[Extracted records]
────────────────────

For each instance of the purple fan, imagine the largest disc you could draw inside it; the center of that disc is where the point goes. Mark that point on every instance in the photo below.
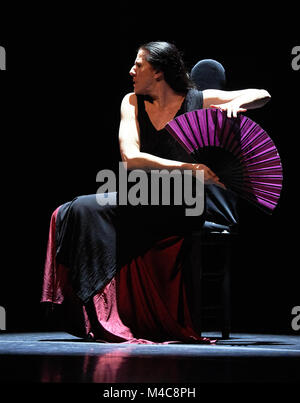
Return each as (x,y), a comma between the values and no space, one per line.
(238,150)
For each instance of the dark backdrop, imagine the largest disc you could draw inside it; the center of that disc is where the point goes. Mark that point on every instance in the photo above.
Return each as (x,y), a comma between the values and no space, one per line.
(67,72)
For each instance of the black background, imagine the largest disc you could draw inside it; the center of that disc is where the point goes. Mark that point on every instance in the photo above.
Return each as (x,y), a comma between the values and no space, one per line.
(67,72)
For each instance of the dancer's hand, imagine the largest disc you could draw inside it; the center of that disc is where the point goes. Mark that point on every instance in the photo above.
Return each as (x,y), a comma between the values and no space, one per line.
(232,108)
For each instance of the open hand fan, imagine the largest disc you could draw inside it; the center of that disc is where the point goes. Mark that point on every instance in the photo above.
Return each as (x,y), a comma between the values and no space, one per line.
(238,150)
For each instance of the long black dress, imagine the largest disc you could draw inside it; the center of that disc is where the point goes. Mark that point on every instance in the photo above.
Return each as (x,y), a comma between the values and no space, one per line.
(94,241)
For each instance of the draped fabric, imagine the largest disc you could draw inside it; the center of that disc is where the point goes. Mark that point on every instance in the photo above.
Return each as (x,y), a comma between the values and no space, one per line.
(146,302)
(121,274)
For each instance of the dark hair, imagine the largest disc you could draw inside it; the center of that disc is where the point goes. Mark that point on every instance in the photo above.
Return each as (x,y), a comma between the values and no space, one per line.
(165,57)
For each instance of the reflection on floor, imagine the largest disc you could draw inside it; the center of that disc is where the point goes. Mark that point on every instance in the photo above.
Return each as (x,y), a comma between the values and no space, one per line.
(59,357)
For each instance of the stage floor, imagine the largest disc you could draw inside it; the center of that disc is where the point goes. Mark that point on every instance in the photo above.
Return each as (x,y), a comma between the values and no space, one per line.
(58,357)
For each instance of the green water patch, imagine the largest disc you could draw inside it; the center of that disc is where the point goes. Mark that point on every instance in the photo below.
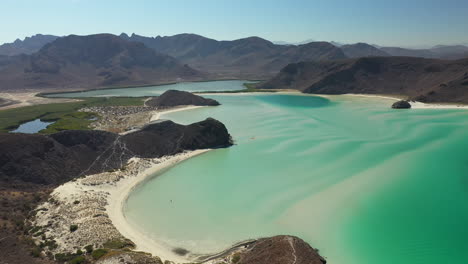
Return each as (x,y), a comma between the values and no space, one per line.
(210,86)
(64,115)
(354,178)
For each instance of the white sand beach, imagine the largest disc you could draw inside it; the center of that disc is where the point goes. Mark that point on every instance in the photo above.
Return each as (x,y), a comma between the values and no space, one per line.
(118,195)
(415,104)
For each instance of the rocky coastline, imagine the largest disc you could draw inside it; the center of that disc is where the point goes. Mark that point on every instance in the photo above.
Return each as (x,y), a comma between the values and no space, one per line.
(82,218)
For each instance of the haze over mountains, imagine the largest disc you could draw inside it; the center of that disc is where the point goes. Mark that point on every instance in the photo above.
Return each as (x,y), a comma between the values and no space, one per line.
(79,62)
(421,79)
(27,46)
(105,60)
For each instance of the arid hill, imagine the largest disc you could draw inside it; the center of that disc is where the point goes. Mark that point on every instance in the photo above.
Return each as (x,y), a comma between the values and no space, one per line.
(359,50)
(27,46)
(243,58)
(103,60)
(438,52)
(427,80)
(280,250)
(60,157)
(173,98)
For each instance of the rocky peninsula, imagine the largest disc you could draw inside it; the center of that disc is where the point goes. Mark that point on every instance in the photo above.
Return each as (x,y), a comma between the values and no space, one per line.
(93,171)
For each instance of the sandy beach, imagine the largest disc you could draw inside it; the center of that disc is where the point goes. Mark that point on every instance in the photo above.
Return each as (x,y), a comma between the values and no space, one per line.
(102,197)
(415,104)
(118,196)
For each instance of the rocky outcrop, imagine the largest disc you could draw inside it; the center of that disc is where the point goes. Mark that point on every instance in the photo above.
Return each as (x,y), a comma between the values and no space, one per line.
(58,158)
(27,46)
(426,80)
(401,105)
(172,98)
(251,57)
(280,250)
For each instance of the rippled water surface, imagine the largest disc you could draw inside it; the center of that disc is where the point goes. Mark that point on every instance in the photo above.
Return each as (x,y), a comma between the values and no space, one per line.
(354,178)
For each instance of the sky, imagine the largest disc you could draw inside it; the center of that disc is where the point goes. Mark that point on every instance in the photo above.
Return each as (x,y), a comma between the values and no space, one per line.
(406,23)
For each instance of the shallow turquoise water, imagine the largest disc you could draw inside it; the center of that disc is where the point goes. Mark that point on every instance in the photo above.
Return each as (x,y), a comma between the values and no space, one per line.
(32,127)
(354,178)
(158,89)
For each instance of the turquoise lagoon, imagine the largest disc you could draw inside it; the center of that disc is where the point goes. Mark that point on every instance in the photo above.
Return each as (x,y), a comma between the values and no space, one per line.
(359,181)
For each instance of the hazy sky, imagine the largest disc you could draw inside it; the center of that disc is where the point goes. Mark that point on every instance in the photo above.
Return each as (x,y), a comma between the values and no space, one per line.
(383,22)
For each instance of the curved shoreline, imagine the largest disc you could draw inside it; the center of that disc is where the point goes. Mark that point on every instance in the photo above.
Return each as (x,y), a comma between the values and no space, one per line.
(119,195)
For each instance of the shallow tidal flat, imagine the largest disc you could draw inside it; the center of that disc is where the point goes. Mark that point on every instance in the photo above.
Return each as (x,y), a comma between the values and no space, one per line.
(354,178)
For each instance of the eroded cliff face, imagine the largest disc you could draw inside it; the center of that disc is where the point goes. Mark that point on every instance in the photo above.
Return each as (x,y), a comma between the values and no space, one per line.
(281,250)
(172,98)
(60,157)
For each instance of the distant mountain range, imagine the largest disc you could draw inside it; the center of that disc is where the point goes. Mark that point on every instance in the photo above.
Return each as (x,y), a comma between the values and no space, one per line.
(251,57)
(27,46)
(103,60)
(421,79)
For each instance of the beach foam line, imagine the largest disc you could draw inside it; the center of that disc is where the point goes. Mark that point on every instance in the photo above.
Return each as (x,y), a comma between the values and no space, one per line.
(118,195)
(415,104)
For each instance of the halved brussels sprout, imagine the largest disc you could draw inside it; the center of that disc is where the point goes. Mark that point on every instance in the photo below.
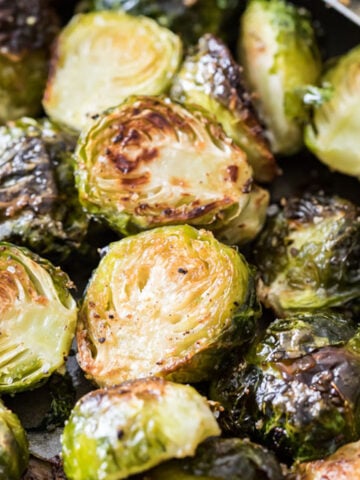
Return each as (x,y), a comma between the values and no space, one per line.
(211,78)
(279,60)
(297,390)
(344,464)
(27,29)
(39,205)
(37,318)
(189,19)
(168,302)
(14,448)
(221,459)
(101,58)
(152,162)
(119,431)
(333,134)
(308,254)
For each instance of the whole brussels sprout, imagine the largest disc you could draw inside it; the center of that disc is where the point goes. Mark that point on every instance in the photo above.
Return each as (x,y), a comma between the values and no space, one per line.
(344,464)
(127,429)
(37,318)
(101,58)
(297,389)
(14,448)
(308,254)
(27,28)
(168,302)
(279,59)
(221,459)
(210,77)
(189,19)
(333,133)
(151,162)
(39,205)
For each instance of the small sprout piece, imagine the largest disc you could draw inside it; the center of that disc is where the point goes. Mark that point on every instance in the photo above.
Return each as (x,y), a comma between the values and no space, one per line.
(39,205)
(168,302)
(37,318)
(308,254)
(333,134)
(152,162)
(279,60)
(344,464)
(211,78)
(127,429)
(27,30)
(103,57)
(189,19)
(14,449)
(221,459)
(297,389)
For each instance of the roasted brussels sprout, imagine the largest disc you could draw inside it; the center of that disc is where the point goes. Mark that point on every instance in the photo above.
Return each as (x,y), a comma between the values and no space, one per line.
(297,390)
(344,464)
(211,78)
(127,429)
(168,302)
(308,255)
(189,19)
(152,162)
(37,318)
(221,459)
(103,57)
(14,449)
(39,205)
(27,28)
(279,60)
(333,134)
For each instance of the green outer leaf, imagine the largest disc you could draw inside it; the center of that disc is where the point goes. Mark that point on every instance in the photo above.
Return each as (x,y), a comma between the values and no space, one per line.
(178,280)
(332,135)
(114,433)
(38,318)
(210,77)
(14,449)
(308,255)
(151,162)
(221,459)
(39,203)
(113,53)
(279,59)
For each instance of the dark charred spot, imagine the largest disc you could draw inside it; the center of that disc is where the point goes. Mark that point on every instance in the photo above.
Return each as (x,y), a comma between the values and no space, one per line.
(233,171)
(136,181)
(158,120)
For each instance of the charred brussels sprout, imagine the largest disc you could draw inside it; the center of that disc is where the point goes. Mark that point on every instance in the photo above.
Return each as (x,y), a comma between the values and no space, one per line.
(37,318)
(210,77)
(333,134)
(297,390)
(39,206)
(221,459)
(151,162)
(279,60)
(27,29)
(344,464)
(103,57)
(120,431)
(14,450)
(189,19)
(308,255)
(168,302)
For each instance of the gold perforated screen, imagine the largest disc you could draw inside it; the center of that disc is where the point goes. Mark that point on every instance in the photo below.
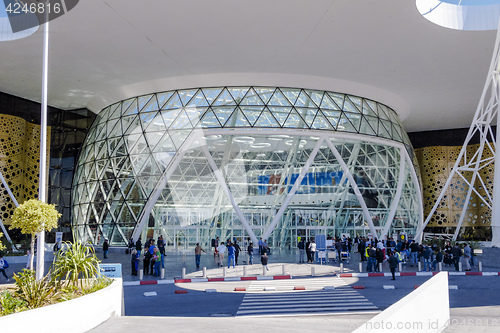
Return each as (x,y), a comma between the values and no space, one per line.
(19,161)
(436,164)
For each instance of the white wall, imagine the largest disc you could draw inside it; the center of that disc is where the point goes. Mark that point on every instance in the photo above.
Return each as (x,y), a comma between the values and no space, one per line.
(427,309)
(75,316)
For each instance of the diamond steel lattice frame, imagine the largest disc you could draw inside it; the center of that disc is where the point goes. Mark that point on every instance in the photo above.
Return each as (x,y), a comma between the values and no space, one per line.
(208,160)
(468,166)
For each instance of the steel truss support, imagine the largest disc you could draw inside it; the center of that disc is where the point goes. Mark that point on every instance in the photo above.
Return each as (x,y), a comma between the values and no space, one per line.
(486,111)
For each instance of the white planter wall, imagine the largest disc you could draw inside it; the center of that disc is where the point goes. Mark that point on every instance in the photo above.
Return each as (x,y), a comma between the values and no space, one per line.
(74,316)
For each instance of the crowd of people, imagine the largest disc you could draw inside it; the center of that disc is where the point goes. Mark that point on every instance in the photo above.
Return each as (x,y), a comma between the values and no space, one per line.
(375,252)
(372,251)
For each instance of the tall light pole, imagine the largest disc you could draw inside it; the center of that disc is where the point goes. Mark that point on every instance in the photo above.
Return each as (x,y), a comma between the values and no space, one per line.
(42,189)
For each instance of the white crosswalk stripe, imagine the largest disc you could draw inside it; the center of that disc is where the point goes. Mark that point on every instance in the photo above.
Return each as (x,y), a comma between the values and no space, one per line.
(287,285)
(285,300)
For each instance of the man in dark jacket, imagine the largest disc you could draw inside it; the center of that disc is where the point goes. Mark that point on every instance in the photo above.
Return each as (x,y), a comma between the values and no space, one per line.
(393,263)
(138,247)
(105,248)
(457,253)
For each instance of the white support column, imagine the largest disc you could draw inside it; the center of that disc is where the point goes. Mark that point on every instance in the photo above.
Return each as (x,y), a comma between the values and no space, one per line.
(290,195)
(366,212)
(229,195)
(42,181)
(486,111)
(495,214)
(399,190)
(169,170)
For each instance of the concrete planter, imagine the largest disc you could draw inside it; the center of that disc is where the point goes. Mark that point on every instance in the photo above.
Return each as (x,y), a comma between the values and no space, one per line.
(75,316)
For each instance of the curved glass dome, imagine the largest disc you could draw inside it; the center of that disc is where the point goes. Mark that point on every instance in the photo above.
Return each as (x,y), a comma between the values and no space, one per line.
(245,162)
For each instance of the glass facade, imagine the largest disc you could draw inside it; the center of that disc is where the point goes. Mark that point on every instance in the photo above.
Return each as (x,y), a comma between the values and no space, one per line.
(240,162)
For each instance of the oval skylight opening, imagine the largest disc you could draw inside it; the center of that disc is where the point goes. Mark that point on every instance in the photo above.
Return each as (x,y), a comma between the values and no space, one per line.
(470,15)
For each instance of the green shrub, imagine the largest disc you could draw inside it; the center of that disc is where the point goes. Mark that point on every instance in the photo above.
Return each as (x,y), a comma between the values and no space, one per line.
(10,304)
(35,293)
(76,266)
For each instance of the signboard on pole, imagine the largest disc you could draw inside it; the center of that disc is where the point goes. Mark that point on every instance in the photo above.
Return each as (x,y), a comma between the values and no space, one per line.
(111,270)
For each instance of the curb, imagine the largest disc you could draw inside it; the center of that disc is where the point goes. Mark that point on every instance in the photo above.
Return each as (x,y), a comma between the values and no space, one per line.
(228,279)
(284,277)
(343,275)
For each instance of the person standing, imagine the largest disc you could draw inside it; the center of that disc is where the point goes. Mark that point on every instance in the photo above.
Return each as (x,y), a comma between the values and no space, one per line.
(157,261)
(393,263)
(230,254)
(105,248)
(467,256)
(413,253)
(237,249)
(338,248)
(3,267)
(221,249)
(302,250)
(308,251)
(427,255)
(250,253)
(261,244)
(134,261)
(197,254)
(457,253)
(138,247)
(312,248)
(361,249)
(264,260)
(438,257)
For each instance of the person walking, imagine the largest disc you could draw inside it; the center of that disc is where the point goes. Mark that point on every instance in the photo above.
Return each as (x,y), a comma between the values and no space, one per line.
(438,257)
(197,254)
(105,248)
(157,261)
(134,261)
(230,254)
(302,250)
(467,256)
(138,247)
(264,260)
(427,255)
(457,253)
(393,263)
(3,267)
(362,248)
(250,253)
(413,253)
(312,248)
(221,250)
(237,249)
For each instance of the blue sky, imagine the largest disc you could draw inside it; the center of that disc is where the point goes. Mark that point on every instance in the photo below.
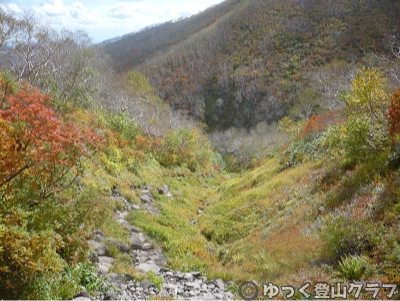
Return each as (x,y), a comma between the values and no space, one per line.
(103,19)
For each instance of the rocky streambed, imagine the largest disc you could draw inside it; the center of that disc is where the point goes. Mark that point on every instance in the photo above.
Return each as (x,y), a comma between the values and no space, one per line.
(147,256)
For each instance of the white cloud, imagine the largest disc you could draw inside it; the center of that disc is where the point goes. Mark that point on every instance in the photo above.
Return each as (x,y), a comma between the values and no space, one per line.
(104,19)
(11,8)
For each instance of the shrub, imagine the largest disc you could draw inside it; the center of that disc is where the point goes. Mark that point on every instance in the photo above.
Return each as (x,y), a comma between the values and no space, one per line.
(44,214)
(348,236)
(353,267)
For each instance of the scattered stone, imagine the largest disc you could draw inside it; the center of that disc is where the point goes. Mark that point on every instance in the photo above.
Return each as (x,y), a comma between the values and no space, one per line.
(145,198)
(123,247)
(98,248)
(105,263)
(145,284)
(99,236)
(136,241)
(149,266)
(81,296)
(115,192)
(135,207)
(196,274)
(148,257)
(111,297)
(220,284)
(147,246)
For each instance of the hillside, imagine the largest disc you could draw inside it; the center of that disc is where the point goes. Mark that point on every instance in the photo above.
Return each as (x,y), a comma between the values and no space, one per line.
(81,143)
(257,61)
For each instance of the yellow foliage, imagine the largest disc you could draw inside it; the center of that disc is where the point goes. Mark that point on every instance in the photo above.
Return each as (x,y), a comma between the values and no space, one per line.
(369,95)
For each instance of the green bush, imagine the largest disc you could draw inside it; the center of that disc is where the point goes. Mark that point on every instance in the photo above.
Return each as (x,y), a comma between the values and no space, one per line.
(65,285)
(353,267)
(349,236)
(302,150)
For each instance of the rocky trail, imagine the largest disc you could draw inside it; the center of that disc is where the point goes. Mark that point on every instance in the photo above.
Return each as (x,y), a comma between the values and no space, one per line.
(147,256)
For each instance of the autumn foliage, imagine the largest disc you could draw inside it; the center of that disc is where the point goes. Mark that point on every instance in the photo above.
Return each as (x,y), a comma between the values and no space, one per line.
(35,140)
(394,116)
(40,157)
(318,123)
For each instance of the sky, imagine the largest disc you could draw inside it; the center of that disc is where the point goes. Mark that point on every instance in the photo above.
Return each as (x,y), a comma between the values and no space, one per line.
(106,19)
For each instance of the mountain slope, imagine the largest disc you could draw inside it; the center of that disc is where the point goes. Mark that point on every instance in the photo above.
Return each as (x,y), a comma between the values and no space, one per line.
(261,61)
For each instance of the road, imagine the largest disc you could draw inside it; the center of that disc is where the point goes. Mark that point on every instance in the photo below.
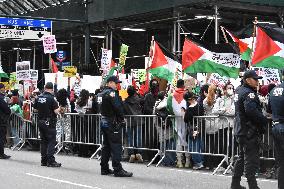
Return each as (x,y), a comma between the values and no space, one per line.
(23,171)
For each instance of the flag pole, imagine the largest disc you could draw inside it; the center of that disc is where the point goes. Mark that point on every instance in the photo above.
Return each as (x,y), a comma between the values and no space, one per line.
(224,34)
(253,36)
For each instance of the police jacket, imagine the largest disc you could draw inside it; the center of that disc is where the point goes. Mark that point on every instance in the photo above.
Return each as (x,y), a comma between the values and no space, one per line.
(249,118)
(276,103)
(4,111)
(111,104)
(46,104)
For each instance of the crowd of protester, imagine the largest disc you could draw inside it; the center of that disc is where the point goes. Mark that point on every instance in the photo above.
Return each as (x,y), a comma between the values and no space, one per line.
(181,133)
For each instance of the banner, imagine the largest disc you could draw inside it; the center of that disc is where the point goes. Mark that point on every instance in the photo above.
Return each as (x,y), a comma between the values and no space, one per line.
(123,54)
(70,71)
(23,70)
(49,44)
(218,80)
(269,75)
(34,74)
(106,59)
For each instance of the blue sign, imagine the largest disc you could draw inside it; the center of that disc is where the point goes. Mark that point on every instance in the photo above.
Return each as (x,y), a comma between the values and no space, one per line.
(25,22)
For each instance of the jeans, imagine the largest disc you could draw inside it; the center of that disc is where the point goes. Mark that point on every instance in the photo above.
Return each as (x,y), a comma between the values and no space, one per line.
(112,145)
(196,145)
(278,136)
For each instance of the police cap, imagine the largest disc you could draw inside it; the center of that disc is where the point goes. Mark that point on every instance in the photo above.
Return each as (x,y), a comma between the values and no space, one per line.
(114,79)
(49,85)
(251,74)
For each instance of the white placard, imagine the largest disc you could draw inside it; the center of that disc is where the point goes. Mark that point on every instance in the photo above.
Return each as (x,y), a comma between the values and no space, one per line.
(106,59)
(49,44)
(23,70)
(34,74)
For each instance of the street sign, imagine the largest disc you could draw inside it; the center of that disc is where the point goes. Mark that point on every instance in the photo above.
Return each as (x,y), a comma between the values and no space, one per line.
(16,28)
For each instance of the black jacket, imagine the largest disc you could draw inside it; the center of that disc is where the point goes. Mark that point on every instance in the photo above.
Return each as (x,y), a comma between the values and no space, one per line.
(4,112)
(249,118)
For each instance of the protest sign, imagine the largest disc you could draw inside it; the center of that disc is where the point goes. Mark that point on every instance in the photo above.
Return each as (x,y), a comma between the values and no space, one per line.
(49,44)
(23,70)
(106,59)
(70,71)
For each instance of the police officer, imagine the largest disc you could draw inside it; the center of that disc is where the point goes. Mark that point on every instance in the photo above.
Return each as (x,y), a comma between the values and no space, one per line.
(250,124)
(4,121)
(111,126)
(276,102)
(48,109)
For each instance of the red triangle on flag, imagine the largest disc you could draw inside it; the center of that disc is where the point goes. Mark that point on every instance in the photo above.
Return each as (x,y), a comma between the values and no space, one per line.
(159,58)
(190,54)
(264,48)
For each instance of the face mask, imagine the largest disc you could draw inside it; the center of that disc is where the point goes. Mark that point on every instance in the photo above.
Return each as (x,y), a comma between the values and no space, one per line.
(230,92)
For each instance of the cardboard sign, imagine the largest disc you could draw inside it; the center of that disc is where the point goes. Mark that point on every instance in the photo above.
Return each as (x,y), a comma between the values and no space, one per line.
(70,71)
(49,44)
(106,59)
(23,70)
(34,74)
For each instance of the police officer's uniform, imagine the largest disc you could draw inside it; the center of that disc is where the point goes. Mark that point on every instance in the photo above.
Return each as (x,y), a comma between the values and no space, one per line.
(276,102)
(111,126)
(4,121)
(46,104)
(250,123)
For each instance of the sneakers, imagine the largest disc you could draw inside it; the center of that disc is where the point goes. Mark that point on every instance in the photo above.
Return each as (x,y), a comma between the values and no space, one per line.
(106,172)
(4,156)
(123,173)
(139,158)
(54,164)
(132,159)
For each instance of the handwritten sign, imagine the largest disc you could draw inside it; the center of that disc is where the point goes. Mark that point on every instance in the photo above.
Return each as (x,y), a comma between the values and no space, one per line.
(49,44)
(23,70)
(218,80)
(70,71)
(106,59)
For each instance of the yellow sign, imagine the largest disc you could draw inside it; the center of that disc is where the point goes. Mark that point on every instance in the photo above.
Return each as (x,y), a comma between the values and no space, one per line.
(7,85)
(70,71)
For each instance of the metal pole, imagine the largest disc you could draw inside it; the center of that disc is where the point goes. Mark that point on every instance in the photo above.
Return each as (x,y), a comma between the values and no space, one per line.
(34,57)
(175,37)
(71,51)
(110,41)
(216,25)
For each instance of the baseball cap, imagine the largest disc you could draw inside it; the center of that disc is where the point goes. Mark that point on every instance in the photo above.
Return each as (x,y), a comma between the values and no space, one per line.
(49,85)
(2,86)
(114,79)
(251,74)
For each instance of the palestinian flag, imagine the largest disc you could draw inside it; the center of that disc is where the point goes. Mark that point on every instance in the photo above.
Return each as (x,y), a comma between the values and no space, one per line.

────────────────────

What you should do:
Return, word for word, every line from the line with "For each instance of the yellow sign, imagine" to the final line of the data.

Solution to this exercise:
For each instance of the yellow sign, imagine the largest disc you could draw inside it; the center of that disc is where the point goes. Mark that point on every instance in the photo above.
Return each as (x,y), a comma between the values and no space, one per line.
(7,85)
(70,71)
For each instance of the metal pole, imagine the largest disc you could draw inside it; the center of that disc is where the point goes. Mark that point on every instance in the photo above.
Return each as (x,y), a comma between the values and no space, one per line.
(34,57)
(175,37)
(71,51)
(110,41)
(216,25)
For each instance of the baseball cap, imagine the largest disc you could draw inside it; the center of that disc is where the point goes. Mark that point on every instance in the photo above.
Return each as (x,y), a comma between the values and no space, one per line.
(49,85)
(2,86)
(114,79)
(251,74)
For each instance of the palestinian flag, imagine the largest disc you could draw inside it; the center of that disc is where the point goes. Mark that point on every instance in the photo above.
Return each as (x,y), a comma between the values and no space, one per line.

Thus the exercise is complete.